Point annotation dataset rows
####################
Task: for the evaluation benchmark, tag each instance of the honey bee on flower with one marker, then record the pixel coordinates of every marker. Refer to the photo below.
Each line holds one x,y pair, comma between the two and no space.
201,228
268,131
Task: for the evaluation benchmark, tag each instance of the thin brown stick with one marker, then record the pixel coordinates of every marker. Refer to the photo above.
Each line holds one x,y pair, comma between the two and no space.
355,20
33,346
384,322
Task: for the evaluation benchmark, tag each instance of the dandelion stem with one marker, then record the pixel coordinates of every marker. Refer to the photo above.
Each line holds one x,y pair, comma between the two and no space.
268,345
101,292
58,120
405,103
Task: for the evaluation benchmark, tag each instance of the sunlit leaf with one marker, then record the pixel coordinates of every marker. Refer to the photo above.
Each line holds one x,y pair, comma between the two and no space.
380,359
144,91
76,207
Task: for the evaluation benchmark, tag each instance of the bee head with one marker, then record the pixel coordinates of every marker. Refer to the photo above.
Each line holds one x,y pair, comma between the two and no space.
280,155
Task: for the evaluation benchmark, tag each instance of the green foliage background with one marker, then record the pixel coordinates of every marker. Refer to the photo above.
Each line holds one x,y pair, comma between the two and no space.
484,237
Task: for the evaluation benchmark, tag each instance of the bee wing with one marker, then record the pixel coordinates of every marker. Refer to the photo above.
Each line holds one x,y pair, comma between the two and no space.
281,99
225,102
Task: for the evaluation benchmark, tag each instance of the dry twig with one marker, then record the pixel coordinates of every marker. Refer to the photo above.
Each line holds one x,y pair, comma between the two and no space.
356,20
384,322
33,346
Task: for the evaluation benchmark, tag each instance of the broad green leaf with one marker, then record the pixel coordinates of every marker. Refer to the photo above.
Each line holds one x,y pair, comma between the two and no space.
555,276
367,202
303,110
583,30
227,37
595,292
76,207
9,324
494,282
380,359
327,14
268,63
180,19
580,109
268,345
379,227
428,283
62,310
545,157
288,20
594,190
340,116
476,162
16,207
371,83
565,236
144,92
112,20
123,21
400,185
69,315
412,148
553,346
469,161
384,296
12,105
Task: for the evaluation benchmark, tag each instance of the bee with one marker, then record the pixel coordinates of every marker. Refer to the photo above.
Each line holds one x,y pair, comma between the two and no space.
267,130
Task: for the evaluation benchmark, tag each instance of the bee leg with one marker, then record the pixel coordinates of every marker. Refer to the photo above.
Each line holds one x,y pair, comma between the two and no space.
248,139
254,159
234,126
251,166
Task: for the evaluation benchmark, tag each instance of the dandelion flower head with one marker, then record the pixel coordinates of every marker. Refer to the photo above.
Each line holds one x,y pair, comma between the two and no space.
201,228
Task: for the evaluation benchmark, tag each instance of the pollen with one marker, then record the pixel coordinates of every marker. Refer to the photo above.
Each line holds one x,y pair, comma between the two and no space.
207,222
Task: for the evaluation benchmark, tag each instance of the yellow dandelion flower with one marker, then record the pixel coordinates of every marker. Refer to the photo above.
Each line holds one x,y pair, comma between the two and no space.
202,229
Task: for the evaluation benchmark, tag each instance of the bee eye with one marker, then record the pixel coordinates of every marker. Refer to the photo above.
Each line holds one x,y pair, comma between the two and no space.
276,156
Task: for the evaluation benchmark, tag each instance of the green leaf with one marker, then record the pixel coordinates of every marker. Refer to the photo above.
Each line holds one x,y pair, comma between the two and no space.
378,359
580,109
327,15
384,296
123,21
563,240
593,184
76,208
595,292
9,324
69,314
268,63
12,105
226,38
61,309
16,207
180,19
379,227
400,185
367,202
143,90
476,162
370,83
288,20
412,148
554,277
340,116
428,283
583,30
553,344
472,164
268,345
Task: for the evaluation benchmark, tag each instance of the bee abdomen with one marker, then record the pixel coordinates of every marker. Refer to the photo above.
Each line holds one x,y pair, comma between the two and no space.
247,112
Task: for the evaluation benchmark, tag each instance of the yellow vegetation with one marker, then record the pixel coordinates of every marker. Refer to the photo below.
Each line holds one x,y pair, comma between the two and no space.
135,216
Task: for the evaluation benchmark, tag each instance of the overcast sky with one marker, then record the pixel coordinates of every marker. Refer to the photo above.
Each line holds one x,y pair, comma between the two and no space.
####################
What is being asked: Write out all of the rows above again, word for word and without any changes.

Output for this task:
Task: for the evaluation benchmark, tag each instance of the honey bee on flower with one marker, then record the pixel coordinates of every marker. Refer to the photo below.
Each line holds one x,y pair, comma between the two and no space.
201,228
268,131
Task: for the evaluation benchmark, tag each instance of the thin brown stick with one marker, then record the pixel coordinates of every marker. Refer to the photo above.
Each line holds one x,y pair, comma between the two and no space.
355,20
33,346
384,322
Task: for the evaluation benchmark, tag each instance of the dandelion stem with one marker, then record the pixel coordinates of every marker. Refer to the photo above.
Each line holds one x,y pair, comma between the two and no space.
268,345
101,292
58,120
405,103
Task: for the evaluation benchmark, tag each instance of the sunlit leaf with one marker, then record the pixel coordinates of every marker. Refer to the photo above.
Each line holds one x,y pair, comma between the two and no space.
380,359
144,91
76,207
Task: for the evaluation benchmark, tag each instance of the bee head with one marker, then record the pixel coordinates of every marker. Refer to the photo above.
Each line holds one x,y pair, comma between the two and no space.
280,155
Task: for the evaluation benchmark, tag each instance of the green foliage background with one marker, then record the pixel coordinates of every marker. Refer to the photo above.
Each line holds one x,y pair, comma between the two and no space.
484,237
Task: for the evaluation benchmark, tag each instance of the bee wing with one marker, then record the pixel coordinates of every marker. Refer to the photo above.
Each line holds one x,y pair, comma between the two and no space.
281,99
225,102
Task: for the evaluation benchmark, tag each instance of the dry twig with one marker, then record the pixel coordinates of every marker. Refer to the photo above.
Each line holds one x,y pair, comma between the two and no space.
356,20
384,322
33,346
Task: for the evaluation benchmark, tag each instance of the broad green leaf with one marker, then record the pixel coordinates of every marker. Refer to the photo above.
Each line holds one x,y pair, comma between the two and no space.
555,276
367,202
303,110
583,30
227,37
595,292
76,207
9,324
494,282
380,359
327,14
268,63
180,19
580,109
268,345
379,227
428,283
62,310
545,157
288,20
594,190
340,116
476,162
16,207
371,83
565,236
144,92
112,20
123,21
400,185
69,315
412,148
553,346
469,161
384,296
12,105
Task: for the evaluation benchmark, tag each instance of the bee with one marker, then record the pixel coordinates of every marker. Refer to the photo above.
Each line holds one x,y pair, comma between the two and no space.
267,130
Task: for the evaluation benchmark, tag each instance of the bee leg with one marker, then record the pixel coordinates of every marker. Refer to the photo above.
Each line holds one x,y pair, comma between the two and no space.
248,139
254,159
234,126
251,166
Task: for the evaluation benchmark, tag each instance of the dandelion flower head with one marker, then record the pixel coordinates of every marker. Refer to the photo above.
Each line holds one x,y pair, comma between the two and no space.
201,228
Task: for the evaluation benchmark, tag each instance of the pollen with one marker, then record the pixel coordinates of every marker. Refer to the photo above.
Each line holds one x,y pair, comma between the two and no space.
207,222
Task: for the evaluation benchmark, tag each instance of the yellow dandelion flower with one marker, then record the pixel coordinates of every marker. Refer to the photo above.
Each line holds one x,y pair, comma between the two and no space.
202,229
Task: for the evaluation benchmark, tag each instance of the bee eye with one marker, then record the pixel coordinates of every marker. Refer to the photo above.
Each line holds one x,y pair, comma between the two and no space.
276,156
Task: for the evaluation benchmark, tag each instance of the green leaf with one marker, then record the pixel coordinates of every marker. Refer to the photo above.
Each line holds one x,y pair, comma between the two and no space.
378,359
580,109
327,15
384,296
123,21
563,240
593,184
76,208
595,292
9,324
69,314
268,63
12,105
226,38
61,309
16,207
180,19
379,227
400,185
367,202
143,90
476,162
370,83
288,20
412,148
554,277
340,116
428,283
583,30
553,344
472,164
268,345
Task: for the evaluation benchmark, tag each instance of the bee abdomen with one marker, then record the pixel coordinates of every marker. Refer to the photo above.
Each line holds one x,y pair, comma between the two and no space.
247,112
Task: for the evaluation benchmark, tag each instance of the yellow vegetation with one marker, then record the pixel coordinates of every marker. Refer to the photo below.
Each line holds one x,y pair, comma between the two and no space.
135,216
Task: for the evaluation benchmark, tag each instance of the overcast sky with one marker, then record the pixel coordinates of every marker. Refer to the photo above.
Each line holds one x,y pair, comma between the two and no space.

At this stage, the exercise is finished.